Stored data entries:
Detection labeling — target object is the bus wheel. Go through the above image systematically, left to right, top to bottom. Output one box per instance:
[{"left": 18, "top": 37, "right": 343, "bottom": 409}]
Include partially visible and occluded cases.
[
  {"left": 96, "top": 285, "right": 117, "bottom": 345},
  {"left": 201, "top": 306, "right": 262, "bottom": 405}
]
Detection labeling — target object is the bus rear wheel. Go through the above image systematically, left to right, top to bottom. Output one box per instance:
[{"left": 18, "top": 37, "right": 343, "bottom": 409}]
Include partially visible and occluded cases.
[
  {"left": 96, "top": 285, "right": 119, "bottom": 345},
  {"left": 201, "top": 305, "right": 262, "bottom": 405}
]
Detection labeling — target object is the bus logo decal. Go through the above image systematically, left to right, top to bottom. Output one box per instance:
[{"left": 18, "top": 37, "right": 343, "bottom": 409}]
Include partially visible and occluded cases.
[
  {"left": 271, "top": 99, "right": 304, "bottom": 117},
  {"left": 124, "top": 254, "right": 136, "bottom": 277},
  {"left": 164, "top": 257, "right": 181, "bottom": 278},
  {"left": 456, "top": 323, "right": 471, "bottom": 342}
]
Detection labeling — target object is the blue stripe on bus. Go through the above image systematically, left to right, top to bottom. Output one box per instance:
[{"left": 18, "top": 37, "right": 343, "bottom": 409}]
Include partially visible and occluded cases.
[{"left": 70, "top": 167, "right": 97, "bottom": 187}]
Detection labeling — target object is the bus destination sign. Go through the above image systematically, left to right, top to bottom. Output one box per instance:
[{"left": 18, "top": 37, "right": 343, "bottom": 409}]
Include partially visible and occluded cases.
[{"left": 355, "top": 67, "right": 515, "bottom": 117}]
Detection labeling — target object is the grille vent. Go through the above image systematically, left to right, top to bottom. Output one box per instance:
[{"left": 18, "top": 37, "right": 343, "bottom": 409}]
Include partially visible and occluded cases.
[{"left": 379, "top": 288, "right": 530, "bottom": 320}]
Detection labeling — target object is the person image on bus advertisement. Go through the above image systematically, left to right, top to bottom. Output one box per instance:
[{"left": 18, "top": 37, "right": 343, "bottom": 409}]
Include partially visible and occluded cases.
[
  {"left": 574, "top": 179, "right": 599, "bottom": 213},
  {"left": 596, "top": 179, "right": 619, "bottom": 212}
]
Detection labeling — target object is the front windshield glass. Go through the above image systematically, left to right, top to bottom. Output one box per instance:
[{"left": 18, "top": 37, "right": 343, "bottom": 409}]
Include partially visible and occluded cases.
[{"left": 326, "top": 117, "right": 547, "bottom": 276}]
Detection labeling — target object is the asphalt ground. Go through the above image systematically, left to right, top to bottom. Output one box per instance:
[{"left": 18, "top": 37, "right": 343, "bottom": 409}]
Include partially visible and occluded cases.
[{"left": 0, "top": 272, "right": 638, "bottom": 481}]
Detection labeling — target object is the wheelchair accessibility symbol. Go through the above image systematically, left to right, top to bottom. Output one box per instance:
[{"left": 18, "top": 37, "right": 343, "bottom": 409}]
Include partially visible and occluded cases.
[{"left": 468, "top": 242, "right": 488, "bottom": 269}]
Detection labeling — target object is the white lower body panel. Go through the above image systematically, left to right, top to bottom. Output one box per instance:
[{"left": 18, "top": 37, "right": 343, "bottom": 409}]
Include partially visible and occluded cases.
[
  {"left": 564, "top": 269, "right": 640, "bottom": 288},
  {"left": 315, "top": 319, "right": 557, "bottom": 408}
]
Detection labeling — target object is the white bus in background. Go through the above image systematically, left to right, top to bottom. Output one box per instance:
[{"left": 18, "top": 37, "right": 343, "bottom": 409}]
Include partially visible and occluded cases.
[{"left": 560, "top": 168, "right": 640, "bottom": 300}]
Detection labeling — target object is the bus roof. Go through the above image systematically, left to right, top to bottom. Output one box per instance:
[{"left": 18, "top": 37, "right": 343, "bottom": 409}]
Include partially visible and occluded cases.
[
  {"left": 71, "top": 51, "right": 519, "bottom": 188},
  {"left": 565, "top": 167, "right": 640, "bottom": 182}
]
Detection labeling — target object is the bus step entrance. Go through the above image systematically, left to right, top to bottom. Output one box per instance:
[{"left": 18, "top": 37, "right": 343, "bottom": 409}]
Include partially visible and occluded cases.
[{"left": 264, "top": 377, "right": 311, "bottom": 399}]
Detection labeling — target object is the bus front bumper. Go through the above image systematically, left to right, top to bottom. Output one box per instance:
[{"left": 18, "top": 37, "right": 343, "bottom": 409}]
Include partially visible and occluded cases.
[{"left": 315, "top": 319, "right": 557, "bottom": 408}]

How to complete this task >>
Line by line, transcribe all of the records exactly.

Answer below >>
Detection labeling — target object is the bus wheel. Go through the above image systematically, left to right, top to bottom. Output one box per instance:
[{"left": 18, "top": 37, "right": 343, "bottom": 409}]
Include partially visible and occluded cases.
[
  {"left": 96, "top": 285, "right": 117, "bottom": 345},
  {"left": 201, "top": 306, "right": 262, "bottom": 405}
]
Detection labeling — target object is the bus rear wheel. Go through the above image systematically, left to right, top to bottom. Output one box per instance:
[{"left": 18, "top": 37, "right": 343, "bottom": 409}]
Include partially visible and occluded cases.
[
  {"left": 96, "top": 285, "right": 119, "bottom": 345},
  {"left": 201, "top": 305, "right": 262, "bottom": 405}
]
Detection labeling — target object is the bus logo decal. Go through the above image systematically, left to right, top to bottom. Output one box per instance:
[{"left": 18, "top": 37, "right": 343, "bottom": 409}]
Include partially visible and occluded cases.
[
  {"left": 271, "top": 99, "right": 304, "bottom": 117},
  {"left": 124, "top": 254, "right": 136, "bottom": 277},
  {"left": 164, "top": 257, "right": 181, "bottom": 278},
  {"left": 456, "top": 323, "right": 471, "bottom": 342}
]
Detection labeling — target object is the blue stripe on bus. Go through the above image systematically, left to right, top to bottom. Output one box per instance:
[{"left": 18, "top": 37, "right": 343, "bottom": 409}]
Include partially visible and occluded cases.
[{"left": 70, "top": 167, "right": 97, "bottom": 187}]
Detection labeling — target object is the bus destination sign. Go through the above image systematically, left to right, top to bottom. Output one box per instance:
[{"left": 18, "top": 37, "right": 343, "bottom": 409}]
Include partially visible and occluded cases.
[{"left": 355, "top": 67, "right": 515, "bottom": 117}]
Detection labeling — target object is the grille vent. Go through the above image systematically, left to right, top to bottom. Output one box per instance:
[{"left": 18, "top": 37, "right": 343, "bottom": 409}]
Include partially visible and occluded cases.
[{"left": 379, "top": 288, "right": 530, "bottom": 320}]
Detection labeling — target object is the person image on bus advertisement. Go through the above image systematically, left to right, top to bottom. Output one box per instance:
[{"left": 18, "top": 37, "right": 343, "bottom": 409}]
Include partially visible and occluded cases.
[
  {"left": 574, "top": 179, "right": 599, "bottom": 213},
  {"left": 596, "top": 179, "right": 619, "bottom": 212}
]
Detection labeling — target object is the front windshield glass. Go through the above image systematically, left to right, top to bottom. Output one box per instance:
[{"left": 18, "top": 37, "right": 343, "bottom": 409}]
Include partially visible and occluded cases.
[{"left": 326, "top": 117, "right": 547, "bottom": 276}]
Detection labeling — target object is the asphalt ground. Go through the above image systematically, left to right, top to bottom. Output one box per instance:
[{"left": 18, "top": 37, "right": 343, "bottom": 409}]
Include partially visible and occluded cases.
[{"left": 0, "top": 272, "right": 638, "bottom": 481}]
Detection labeling — target object is the wheelchair accessibility symbol. Go through the above image systematically, left to right, top to bottom. Output one box per instance:
[{"left": 18, "top": 37, "right": 343, "bottom": 409}]
Include partially visible and occluded cases.
[{"left": 468, "top": 242, "right": 488, "bottom": 269}]
Detection labeling — target object is the white lower body panel. Go through the above image systematically, left to right, top to bottom. Output one box per instance:
[{"left": 18, "top": 37, "right": 343, "bottom": 409}]
Include partially visible and occluded cases.
[
  {"left": 564, "top": 269, "right": 640, "bottom": 288},
  {"left": 315, "top": 319, "right": 557, "bottom": 408}
]
Detection labeling — target object is the white bus in background. Go through the above image systematically, left to right, top to bottom. Output one box per instance:
[{"left": 18, "top": 37, "right": 343, "bottom": 409}]
Include partially visible and occluded cases.
[{"left": 560, "top": 168, "right": 640, "bottom": 300}]
Detection labeling — target object is the bus roof. Go through the above image systematically, left to right, top to bottom. Output one box per instance:
[{"left": 18, "top": 37, "right": 343, "bottom": 409}]
Include partially visible and occluded cases.
[
  {"left": 71, "top": 51, "right": 519, "bottom": 188},
  {"left": 565, "top": 167, "right": 640, "bottom": 182}
]
Detection labeling — target object is the bus step entrance. Go through the above image systematically, left to right, top to bottom. Output one box per instance:
[{"left": 18, "top": 37, "right": 343, "bottom": 409}]
Include partially visible and occluded cases.
[{"left": 264, "top": 377, "right": 311, "bottom": 399}]
Detection labeling — target object is the bus front bumper. Go through the above image systematically, left to right, top to bottom. Output one box per instance:
[{"left": 18, "top": 37, "right": 343, "bottom": 409}]
Include partially visible and occluded cases.
[{"left": 315, "top": 319, "right": 557, "bottom": 408}]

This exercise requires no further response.